Lines of data
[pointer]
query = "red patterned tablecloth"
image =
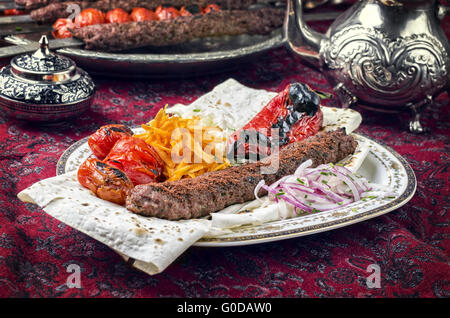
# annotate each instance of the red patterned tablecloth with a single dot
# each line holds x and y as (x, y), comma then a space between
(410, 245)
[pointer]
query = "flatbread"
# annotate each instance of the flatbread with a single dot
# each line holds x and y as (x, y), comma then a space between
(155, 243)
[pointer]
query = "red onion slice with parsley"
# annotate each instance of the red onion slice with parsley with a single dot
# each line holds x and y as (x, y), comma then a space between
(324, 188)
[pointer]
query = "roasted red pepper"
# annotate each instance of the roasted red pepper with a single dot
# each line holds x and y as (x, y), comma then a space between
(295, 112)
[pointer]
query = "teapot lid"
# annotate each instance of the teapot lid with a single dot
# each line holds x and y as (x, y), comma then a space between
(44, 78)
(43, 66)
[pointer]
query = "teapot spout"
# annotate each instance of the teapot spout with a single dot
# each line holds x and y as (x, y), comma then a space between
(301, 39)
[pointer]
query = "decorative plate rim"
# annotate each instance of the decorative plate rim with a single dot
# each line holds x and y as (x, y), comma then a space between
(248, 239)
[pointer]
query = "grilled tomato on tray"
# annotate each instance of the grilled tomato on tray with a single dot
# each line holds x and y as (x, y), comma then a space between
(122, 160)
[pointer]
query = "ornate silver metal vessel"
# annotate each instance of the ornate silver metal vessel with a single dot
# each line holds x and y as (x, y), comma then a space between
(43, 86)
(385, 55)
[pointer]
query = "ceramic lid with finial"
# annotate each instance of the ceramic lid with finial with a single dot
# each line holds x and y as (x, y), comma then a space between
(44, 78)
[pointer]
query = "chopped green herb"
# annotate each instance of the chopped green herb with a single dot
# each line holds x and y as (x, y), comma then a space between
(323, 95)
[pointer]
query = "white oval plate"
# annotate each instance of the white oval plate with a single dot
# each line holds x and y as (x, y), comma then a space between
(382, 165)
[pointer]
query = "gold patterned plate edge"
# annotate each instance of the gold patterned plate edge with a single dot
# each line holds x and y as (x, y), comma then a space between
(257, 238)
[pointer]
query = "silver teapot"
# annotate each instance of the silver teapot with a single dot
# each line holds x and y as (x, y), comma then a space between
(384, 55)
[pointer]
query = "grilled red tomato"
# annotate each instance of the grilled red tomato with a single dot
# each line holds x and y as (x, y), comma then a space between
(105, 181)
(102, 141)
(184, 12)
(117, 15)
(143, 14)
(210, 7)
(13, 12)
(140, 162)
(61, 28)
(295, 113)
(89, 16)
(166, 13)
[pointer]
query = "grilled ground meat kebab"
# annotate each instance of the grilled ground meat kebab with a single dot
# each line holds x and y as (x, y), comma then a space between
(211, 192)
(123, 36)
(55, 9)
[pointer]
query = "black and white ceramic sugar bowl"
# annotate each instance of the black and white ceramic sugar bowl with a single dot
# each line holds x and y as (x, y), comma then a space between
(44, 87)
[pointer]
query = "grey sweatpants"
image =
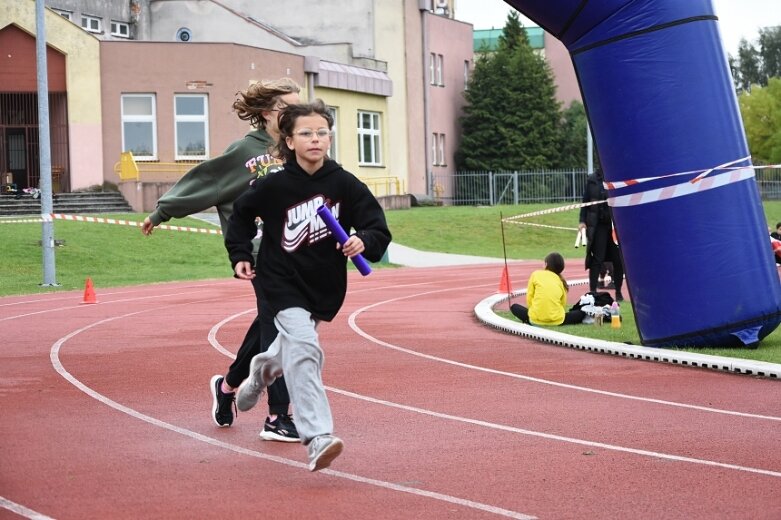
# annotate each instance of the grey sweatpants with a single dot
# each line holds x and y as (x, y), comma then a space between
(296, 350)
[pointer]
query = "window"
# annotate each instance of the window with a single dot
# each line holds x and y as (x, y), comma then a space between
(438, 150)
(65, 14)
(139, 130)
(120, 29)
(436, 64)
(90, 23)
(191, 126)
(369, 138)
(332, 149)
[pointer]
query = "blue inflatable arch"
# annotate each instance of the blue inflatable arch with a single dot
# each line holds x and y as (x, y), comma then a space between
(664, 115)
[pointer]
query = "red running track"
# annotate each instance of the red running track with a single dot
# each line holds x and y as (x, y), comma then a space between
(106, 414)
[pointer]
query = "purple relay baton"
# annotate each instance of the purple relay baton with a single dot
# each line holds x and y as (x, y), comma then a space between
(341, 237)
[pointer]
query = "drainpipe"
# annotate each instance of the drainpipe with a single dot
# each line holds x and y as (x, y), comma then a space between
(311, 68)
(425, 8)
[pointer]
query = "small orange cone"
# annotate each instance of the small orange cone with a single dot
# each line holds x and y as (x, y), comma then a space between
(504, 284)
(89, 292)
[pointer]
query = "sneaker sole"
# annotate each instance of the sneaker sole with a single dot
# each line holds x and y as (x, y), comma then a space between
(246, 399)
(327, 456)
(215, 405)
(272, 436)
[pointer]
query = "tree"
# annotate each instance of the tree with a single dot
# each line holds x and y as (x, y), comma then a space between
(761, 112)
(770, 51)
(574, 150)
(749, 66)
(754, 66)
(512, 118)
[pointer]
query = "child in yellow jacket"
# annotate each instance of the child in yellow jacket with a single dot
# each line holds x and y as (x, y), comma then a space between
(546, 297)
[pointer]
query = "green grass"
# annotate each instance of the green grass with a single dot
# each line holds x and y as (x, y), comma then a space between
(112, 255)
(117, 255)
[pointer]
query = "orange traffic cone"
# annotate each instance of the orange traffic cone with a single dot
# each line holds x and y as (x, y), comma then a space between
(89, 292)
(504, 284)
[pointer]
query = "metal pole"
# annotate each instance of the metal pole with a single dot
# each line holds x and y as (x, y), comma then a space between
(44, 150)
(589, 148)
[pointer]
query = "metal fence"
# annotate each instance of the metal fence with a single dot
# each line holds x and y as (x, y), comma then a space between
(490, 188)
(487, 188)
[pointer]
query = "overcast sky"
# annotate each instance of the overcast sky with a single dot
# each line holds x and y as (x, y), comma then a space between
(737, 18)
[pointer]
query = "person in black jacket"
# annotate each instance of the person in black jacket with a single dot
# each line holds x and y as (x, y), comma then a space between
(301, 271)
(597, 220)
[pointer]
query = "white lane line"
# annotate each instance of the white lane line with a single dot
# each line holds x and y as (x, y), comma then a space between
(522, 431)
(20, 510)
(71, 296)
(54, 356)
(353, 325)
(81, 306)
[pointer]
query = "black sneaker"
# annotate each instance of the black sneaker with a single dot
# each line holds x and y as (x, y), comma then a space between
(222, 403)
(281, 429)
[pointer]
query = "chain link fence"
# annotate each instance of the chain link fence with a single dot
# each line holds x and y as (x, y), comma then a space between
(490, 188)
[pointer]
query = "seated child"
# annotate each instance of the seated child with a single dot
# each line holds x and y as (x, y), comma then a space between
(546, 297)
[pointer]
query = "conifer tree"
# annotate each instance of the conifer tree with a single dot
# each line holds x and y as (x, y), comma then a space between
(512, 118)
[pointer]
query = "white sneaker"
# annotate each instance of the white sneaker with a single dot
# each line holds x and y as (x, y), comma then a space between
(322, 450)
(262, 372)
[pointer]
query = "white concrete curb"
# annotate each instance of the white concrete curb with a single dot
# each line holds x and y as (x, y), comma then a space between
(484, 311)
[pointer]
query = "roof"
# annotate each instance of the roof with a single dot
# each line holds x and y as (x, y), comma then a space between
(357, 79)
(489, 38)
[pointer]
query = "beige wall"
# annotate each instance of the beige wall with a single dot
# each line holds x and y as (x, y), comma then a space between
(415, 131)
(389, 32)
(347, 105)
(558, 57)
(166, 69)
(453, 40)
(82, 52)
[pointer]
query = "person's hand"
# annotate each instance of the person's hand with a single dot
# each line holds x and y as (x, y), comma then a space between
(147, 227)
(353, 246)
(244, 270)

Work required
Print all of the entries word for word. Skip any images they contain.

Worked solution
[pointer]
query = "red patterned tablecloth"
image =
# annotate each instance of the red patterned tablecloth with a single dot
# each line holds x and y as (x, y), comma then a space between
(410, 245)
[pointer]
query = "flatbread"
# annotate each instance of the flatbread with a single dot
# each line holds x and y as (x, y), comma then a space between
(155, 243)
[pointer]
query = "red onion slice with parsley"
# annotate each instance of the red onion slice with parsley with a single dot
# each line holds x and y as (x, y), comma then a space between
(324, 188)
[pointer]
query = "roasted red pepper"
# annotate each instance of the roasted red pepper with a single dot
# each line holds x and y as (x, y), comma then a space between
(295, 112)
[pointer]
query = "teapot lid"
# annotate each instance of the teapot lid with a single dot
# each line holds x and y as (x, y), comma then a space between
(44, 78)
(43, 66)
[pointer]
query = "teapot spout"
# annotate each instance of the teapot spout with a single dot
# each line holds x and y as (x, y), comma then a space between
(301, 39)
[pointer]
query = "decorative plate rim"
# annotate each instance of the decorative plate rim with a single dot
# each line holds x and y as (x, y), comma then a space between
(248, 239)
[pointer]
query = "grilled tomato on tray"
# annotate each instance of the grilled tomato on tray with a single dot
# each line holds x and y as (x, y), comma then a space between
(122, 160)
[pointer]
query = "ornate silver metal vessel"
# annotate each instance of the ornate silver metal vessel with a single dot
# each line holds x and y as (x, y), comma then a space between
(43, 86)
(385, 55)
[pointer]
query = "ceramic lid with finial"
# annotate each instance of the ceramic lid with finial with a single dot
# each line holds x and y as (x, y), comma then a space between
(44, 78)
[pointer]
query = "chopped green herb"
# annotate each instance of the chopped green herb with a single dot
# each line holds x and y as (x, y), comma then a space between
(323, 95)
[pointer]
query = "white oval plate"
# annotate each instance of the white oval plate with a single dot
# each line holds x and y as (x, y), comma then a space between
(382, 165)
[pointer]
query = "gold patterned plate edge"
# annotate each instance of the gold patterned plate edge with a single dot
# each line holds x and y as (x, y), comma then a space between
(257, 238)
[pointer]
query = "silver teapot"
# annotate each instance of the silver teapot with a single dot
# each line holds x and y as (x, y), comma then a space between
(384, 55)
[pointer]
query = "grilled red tomato"
# annotate each instance of the grilled red tomato with a single dot
# each line holds x and y as (x, y), comma then a space between
(105, 181)
(102, 141)
(184, 12)
(117, 15)
(143, 14)
(210, 7)
(13, 12)
(140, 162)
(61, 28)
(295, 113)
(89, 16)
(166, 13)
[pointer]
query = "grilled ground meat kebab"
# annotate each instance of the grilled ground meat kebab with a single dot
# each line holds x and y as (x, y), comma then a space between
(211, 192)
(123, 36)
(55, 9)
[pointer]
query = "black and white ceramic sugar bowl"
# annotate each instance of the black and white ceramic sugar bowl with a single dot
# each line holds x and y as (x, y), comma then a space between
(44, 87)
[pointer]
query = "grey sweatpants"
image =
# annotate each instance of the grey sweatpants with a single dot
# each line holds x and y as (x, y), comma then a space between
(296, 350)
[pointer]
query = "window"
# annotate each instance of the window with a single dot
# each line holds x and y as (x, y), comma then a space between
(438, 150)
(65, 14)
(139, 130)
(120, 29)
(436, 64)
(90, 23)
(191, 126)
(369, 138)
(332, 149)
[pointer]
query = "blue inflatable arch"
# annotate each instance of the blue inflatable arch with a single dot
# each line holds x and y as (x, y), comma then a space between
(664, 115)
[pointer]
query = "red running track"
# annotate each instance of the red running track with a single dot
# each line holds x and y as (x, y), comma then a space between
(106, 414)
[pointer]
query = "purple relay baton"
# annotate each instance of the purple relay baton with a single dot
# each line holds x and y as (x, y), comma then a space between
(341, 237)
[pointer]
query = "drainpipe"
# annotate each instance of the drainpipe with a single dot
# each line holds x and y as (x, y), comma then a space between
(311, 68)
(425, 8)
[pointer]
query = "small orange cone"
# annotate each instance of the small orange cone with a single dot
# each line holds x and y as (x, y), comma then a space between
(504, 284)
(89, 292)
[pointer]
query = "sneaker sole"
# annotate each instance of the sneaker sole with a single dot
# each line holds x and y as (x, y), comma then a space between
(246, 399)
(327, 456)
(215, 405)
(272, 436)
[pointer]
query = "tree"
# annotate each instance of the tree with a single dot
# each line holds x and y as (x, y), comma then a space between
(761, 112)
(770, 51)
(574, 150)
(749, 66)
(754, 66)
(512, 118)
[pointer]
query = "child in yellow jacket"
# annotate each instance of the child in yellow jacket with a single dot
# each line holds x and y as (x, y), comma then a space between
(546, 297)
[pointer]
query = "green grass"
# annotate each instance of the green grass with a single dot
# each line holds x and y as (x, y), comma then a space between
(112, 255)
(117, 255)
[pointer]
query = "orange traffic cone"
# annotate each instance of the orange traffic cone with a single dot
# each line holds x and y as (x, y), comma then a space between
(89, 292)
(504, 284)
[pointer]
query = "metal pole"
# annotate each instance of the metal pole with a single dot
# each line holds x and y as (x, y), comma then a space between
(44, 150)
(589, 148)
[pointer]
query = "metal fence"
# annotate each instance of the metal fence with a single dot
# each line holds x and y as (x, y), comma then a space between
(490, 188)
(487, 188)
[pointer]
query = "overcast sky"
# annotate each instance of the overcast sky with a single dot
# each line holds x and y as (x, y), comma then a space between
(737, 18)
[pointer]
query = "person in black jacket"
# annotate each instance of the person in black jacket with a single dot
# each line holds x and y as (x, y), comma then a space between
(301, 271)
(597, 220)
[pointer]
query = "white lane line"
# annotate each instance of the white lane line with a single dot
# each line holds x and y as (x, y), comma then a space between
(522, 431)
(20, 510)
(71, 296)
(54, 356)
(353, 325)
(81, 306)
[pointer]
query = "black sneaker"
# annotate each instance of the black sneaker with a single dot
# each line holds x and y as (x, y), comma then a space between
(222, 403)
(281, 429)
[pointer]
query = "chain link fence"
# annotate each instance of the chain link fence with a single dot
# each line holds x and y as (x, y), comma then a space between
(490, 188)
[pointer]
query = "seated child"
# annotate each instance of the seated child with a single dot
# each line holds x and y as (x, y), comma then a space between
(546, 297)
[pointer]
query = "conifer tree"
# annotate each instance of the conifer tree with a single dot
# each line holds x and y as (x, y), comma then a space between
(512, 118)
[pointer]
query = "white sneaker"
# annotate each instance of the white sneaker with a single dot
# each line holds x and y as (x, y), comma then a space between
(322, 450)
(262, 372)
[pointer]
query = "white concrete curb"
# annotate each instance of the white concrete curb with a single dot
# each line holds x and y as (x, y), comma then a space between
(484, 311)
[pointer]
query = "roof"
# annotate each instance of the roof with a single dot
# each line holds x and y as (x, y), comma then a space between
(357, 79)
(489, 38)
[pointer]
query = "beige wall"
# annotate each instance of the beige wall with a single dot
# each line holds x and y as (x, y), comma then a space between
(415, 131)
(389, 32)
(347, 105)
(558, 57)
(166, 69)
(453, 40)
(82, 52)
[pointer]
query = "person's hand"
# annotate each instance of the person's hand with a single dot
# each line holds x and y as (x, y), comma then a space between
(147, 227)
(353, 246)
(244, 270)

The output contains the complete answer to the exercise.